- **CHALLENGE**: Find each line in the records below that contains the word "bare" and copy those lines.

[start EXCERPTED RECORDS]

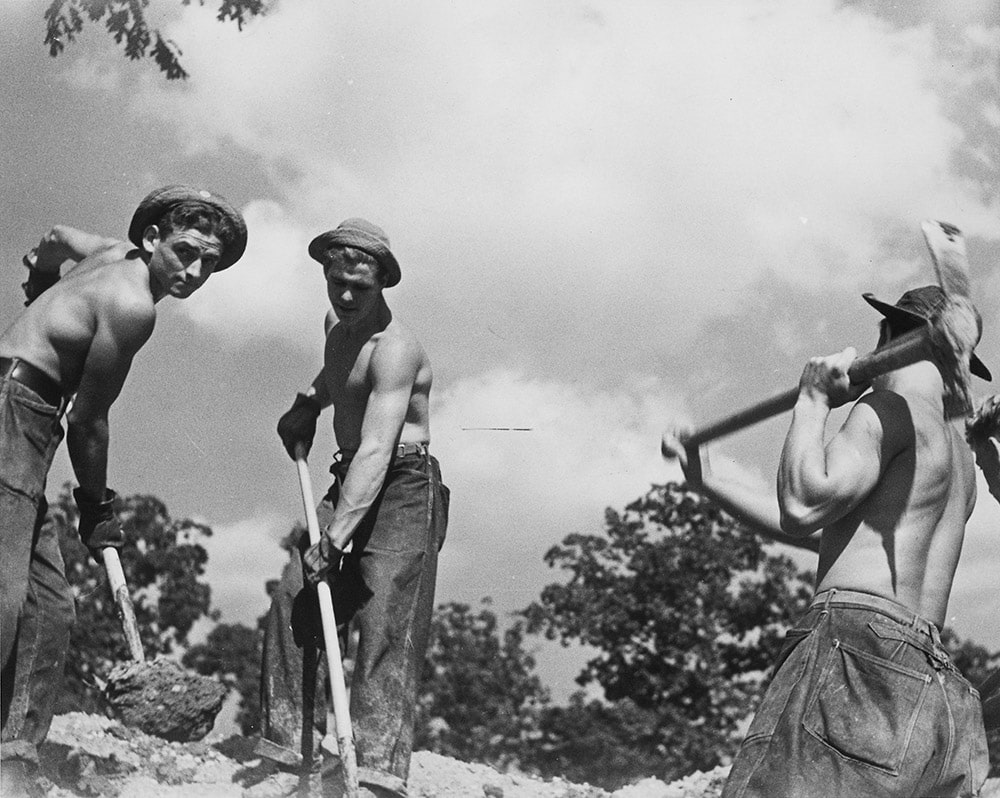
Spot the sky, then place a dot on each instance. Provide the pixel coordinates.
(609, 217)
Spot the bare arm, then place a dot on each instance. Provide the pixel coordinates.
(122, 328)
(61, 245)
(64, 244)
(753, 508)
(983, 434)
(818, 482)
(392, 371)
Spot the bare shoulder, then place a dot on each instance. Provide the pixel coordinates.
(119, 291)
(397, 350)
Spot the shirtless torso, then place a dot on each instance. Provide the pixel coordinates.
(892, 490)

[end EXCERPTED RECORDS]
[start EXCERPTED RECORDS]

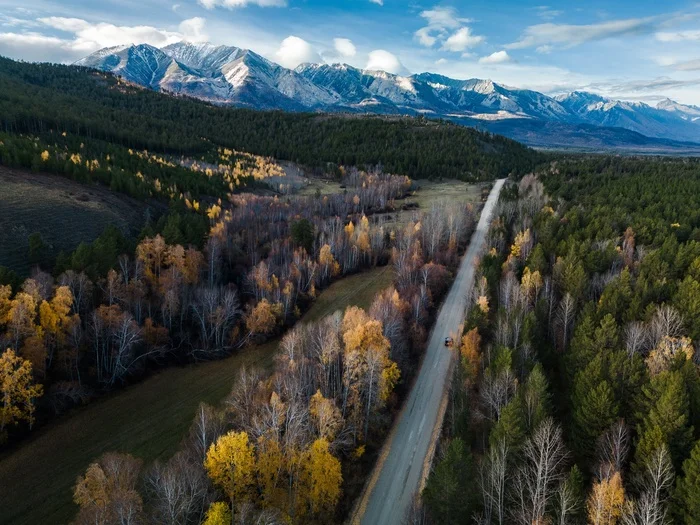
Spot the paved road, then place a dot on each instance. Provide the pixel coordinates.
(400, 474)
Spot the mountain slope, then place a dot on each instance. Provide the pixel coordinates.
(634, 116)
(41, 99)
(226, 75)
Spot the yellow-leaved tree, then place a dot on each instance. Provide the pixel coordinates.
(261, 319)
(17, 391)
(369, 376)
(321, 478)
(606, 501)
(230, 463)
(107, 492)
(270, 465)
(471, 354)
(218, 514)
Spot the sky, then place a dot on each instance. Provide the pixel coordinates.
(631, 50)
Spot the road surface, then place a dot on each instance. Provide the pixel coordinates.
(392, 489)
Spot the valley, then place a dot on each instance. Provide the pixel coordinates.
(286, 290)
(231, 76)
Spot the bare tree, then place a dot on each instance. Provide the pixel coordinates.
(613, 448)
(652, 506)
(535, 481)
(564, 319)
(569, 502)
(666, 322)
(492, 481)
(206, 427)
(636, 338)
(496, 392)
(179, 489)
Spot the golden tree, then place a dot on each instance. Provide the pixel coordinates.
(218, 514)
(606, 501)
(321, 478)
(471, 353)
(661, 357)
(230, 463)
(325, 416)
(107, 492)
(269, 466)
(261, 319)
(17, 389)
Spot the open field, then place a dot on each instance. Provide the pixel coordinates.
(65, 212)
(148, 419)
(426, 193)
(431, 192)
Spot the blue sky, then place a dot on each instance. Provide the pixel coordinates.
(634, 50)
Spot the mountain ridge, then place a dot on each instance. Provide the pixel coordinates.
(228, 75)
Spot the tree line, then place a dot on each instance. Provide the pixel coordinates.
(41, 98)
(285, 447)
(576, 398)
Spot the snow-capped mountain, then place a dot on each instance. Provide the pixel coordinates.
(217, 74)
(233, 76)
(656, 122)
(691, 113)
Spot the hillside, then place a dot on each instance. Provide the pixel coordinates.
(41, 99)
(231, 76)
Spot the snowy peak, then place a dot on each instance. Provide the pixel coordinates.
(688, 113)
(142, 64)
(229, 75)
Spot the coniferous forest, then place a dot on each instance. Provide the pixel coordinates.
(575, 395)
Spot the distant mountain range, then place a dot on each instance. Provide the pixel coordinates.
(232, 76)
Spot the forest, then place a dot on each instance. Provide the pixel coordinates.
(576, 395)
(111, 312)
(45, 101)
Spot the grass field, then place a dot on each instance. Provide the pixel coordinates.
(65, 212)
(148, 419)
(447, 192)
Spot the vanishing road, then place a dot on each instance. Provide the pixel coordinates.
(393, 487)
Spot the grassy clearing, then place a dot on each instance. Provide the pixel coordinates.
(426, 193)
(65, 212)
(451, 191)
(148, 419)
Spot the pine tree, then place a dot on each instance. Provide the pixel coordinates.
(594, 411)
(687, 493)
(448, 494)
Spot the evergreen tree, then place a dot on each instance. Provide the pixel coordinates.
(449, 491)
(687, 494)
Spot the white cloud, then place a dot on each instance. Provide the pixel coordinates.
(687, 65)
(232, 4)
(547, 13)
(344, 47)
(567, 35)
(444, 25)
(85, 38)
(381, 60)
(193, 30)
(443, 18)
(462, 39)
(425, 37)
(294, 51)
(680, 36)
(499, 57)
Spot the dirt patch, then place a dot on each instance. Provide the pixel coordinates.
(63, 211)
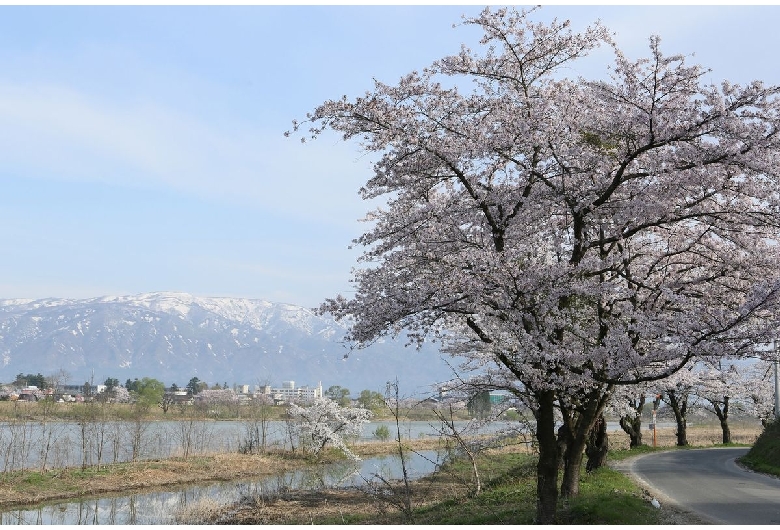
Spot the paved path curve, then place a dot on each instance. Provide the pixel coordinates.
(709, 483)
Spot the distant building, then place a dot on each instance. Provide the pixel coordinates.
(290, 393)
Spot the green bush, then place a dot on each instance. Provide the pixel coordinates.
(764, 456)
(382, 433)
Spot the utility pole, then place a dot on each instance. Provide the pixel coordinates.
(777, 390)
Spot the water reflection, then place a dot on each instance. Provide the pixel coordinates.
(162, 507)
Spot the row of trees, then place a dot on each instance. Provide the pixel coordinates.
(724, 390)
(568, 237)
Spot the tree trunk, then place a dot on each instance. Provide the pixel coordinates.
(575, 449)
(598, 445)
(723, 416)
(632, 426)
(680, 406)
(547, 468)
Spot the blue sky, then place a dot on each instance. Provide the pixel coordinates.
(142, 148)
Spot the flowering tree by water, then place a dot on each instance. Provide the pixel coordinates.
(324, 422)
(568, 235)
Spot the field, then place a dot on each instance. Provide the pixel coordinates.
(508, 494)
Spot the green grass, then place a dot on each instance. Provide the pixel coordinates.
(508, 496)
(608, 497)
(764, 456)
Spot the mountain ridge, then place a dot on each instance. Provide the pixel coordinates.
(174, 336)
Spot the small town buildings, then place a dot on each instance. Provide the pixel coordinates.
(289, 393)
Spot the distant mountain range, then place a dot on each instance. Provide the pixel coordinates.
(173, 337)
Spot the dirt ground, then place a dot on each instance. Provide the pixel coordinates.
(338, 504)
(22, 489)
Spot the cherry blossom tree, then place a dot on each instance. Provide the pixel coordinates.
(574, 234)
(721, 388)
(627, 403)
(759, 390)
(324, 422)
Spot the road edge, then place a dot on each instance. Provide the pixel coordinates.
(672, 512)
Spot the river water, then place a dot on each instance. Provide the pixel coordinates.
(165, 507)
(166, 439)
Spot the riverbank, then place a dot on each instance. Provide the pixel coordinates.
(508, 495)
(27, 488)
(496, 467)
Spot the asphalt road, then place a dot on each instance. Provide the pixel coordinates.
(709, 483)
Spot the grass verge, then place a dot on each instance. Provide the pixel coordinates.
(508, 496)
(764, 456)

[end EXCERPTED RECORDS]

- **RESPONSE FOR THIS EXERCISE**:
Spot the bare arm, then place a dot on each instance. Provide the pixel coordinates.
Spot the bare shoulder, then place a dot on each instance. Provide the pixel coordinates.
Spot the bare tree, then place a dot on each instance. Provide the pixel coordinates.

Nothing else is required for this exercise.